» Objective
Show each line from the rows below that contains the word "plate".

» Raw data
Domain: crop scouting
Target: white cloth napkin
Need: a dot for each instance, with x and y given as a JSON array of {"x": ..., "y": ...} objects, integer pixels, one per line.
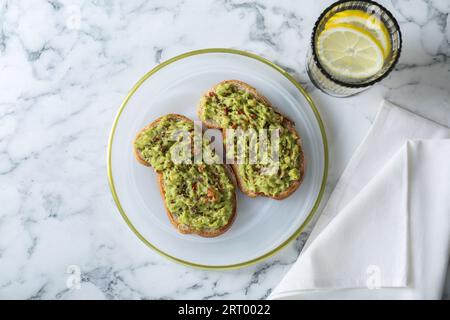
[{"x": 385, "y": 231}]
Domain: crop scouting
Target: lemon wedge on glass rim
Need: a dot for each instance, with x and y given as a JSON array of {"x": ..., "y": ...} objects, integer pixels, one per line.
[
  {"x": 349, "y": 52},
  {"x": 366, "y": 21}
]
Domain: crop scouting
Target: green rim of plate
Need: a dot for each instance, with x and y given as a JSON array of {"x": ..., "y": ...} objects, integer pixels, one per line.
[{"x": 199, "y": 52}]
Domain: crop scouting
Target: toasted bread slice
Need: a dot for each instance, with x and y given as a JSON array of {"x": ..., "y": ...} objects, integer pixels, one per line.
[
  {"x": 206, "y": 233},
  {"x": 185, "y": 229},
  {"x": 286, "y": 123}
]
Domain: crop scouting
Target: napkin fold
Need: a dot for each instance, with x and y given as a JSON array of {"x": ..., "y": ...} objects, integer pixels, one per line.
[{"x": 385, "y": 231}]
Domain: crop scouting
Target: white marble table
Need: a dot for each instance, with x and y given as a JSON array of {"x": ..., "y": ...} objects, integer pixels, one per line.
[{"x": 65, "y": 67}]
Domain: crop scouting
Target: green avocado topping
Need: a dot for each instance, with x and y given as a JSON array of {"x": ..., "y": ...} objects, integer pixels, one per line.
[
  {"x": 199, "y": 195},
  {"x": 231, "y": 107}
]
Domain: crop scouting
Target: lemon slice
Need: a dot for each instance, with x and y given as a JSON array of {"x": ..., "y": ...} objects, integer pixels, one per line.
[
  {"x": 349, "y": 52},
  {"x": 366, "y": 21}
]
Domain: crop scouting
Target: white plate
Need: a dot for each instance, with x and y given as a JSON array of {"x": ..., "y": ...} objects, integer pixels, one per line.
[{"x": 263, "y": 226}]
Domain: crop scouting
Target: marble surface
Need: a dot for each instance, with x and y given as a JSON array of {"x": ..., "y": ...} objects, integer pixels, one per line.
[{"x": 65, "y": 67}]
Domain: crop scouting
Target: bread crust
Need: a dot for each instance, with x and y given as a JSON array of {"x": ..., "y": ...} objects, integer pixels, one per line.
[
  {"x": 160, "y": 176},
  {"x": 287, "y": 123}
]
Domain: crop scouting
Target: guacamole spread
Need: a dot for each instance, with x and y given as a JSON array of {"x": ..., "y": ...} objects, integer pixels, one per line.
[
  {"x": 234, "y": 108},
  {"x": 199, "y": 195}
]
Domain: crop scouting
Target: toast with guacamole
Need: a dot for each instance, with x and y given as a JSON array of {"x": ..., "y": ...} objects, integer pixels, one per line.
[
  {"x": 233, "y": 104},
  {"x": 199, "y": 198}
]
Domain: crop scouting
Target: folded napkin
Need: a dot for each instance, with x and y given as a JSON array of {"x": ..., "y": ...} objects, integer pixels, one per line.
[{"x": 385, "y": 231}]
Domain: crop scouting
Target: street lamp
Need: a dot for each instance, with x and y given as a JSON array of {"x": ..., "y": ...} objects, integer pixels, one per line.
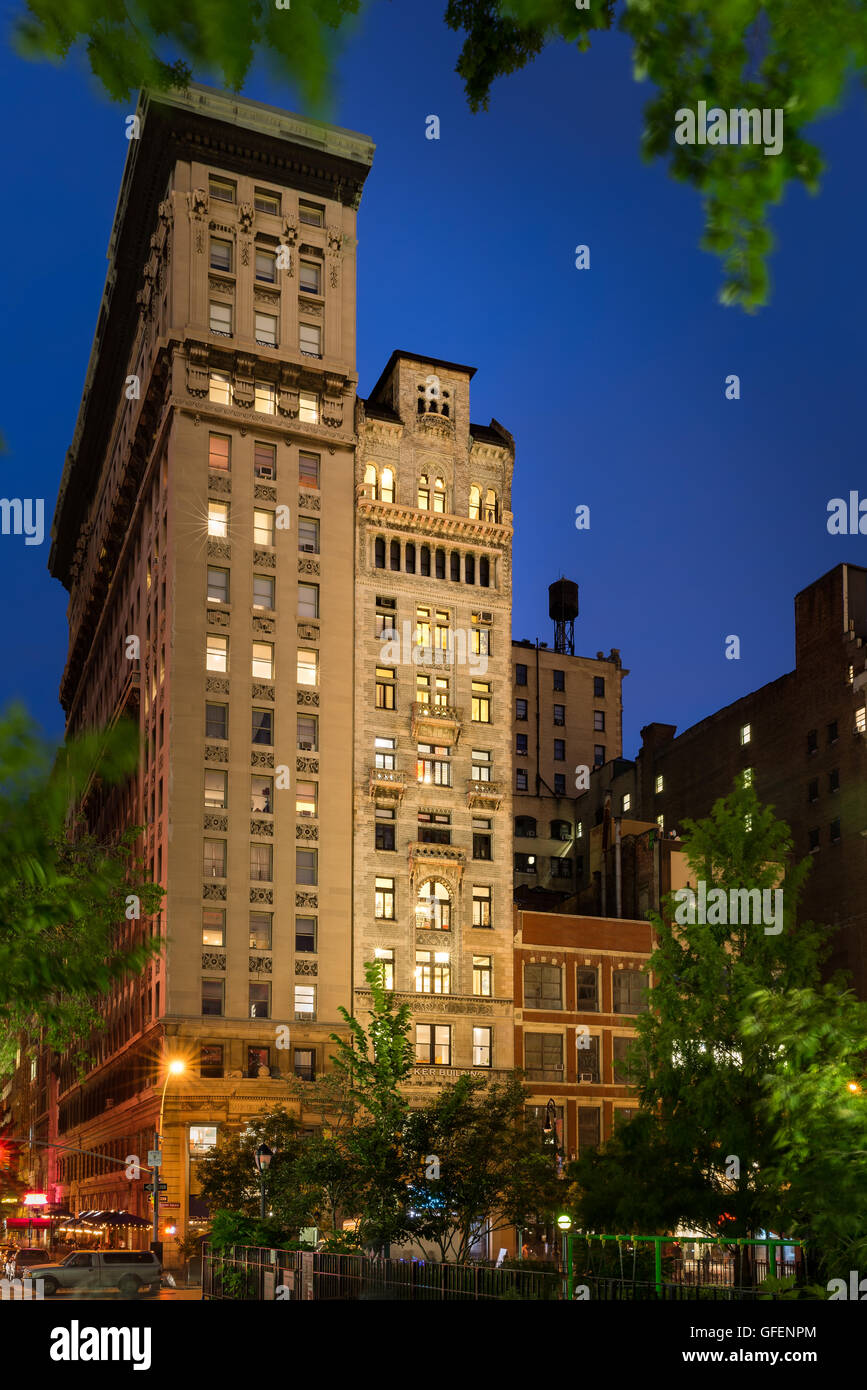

» Solution to the problem
Target: green rim of plate
Target: white plate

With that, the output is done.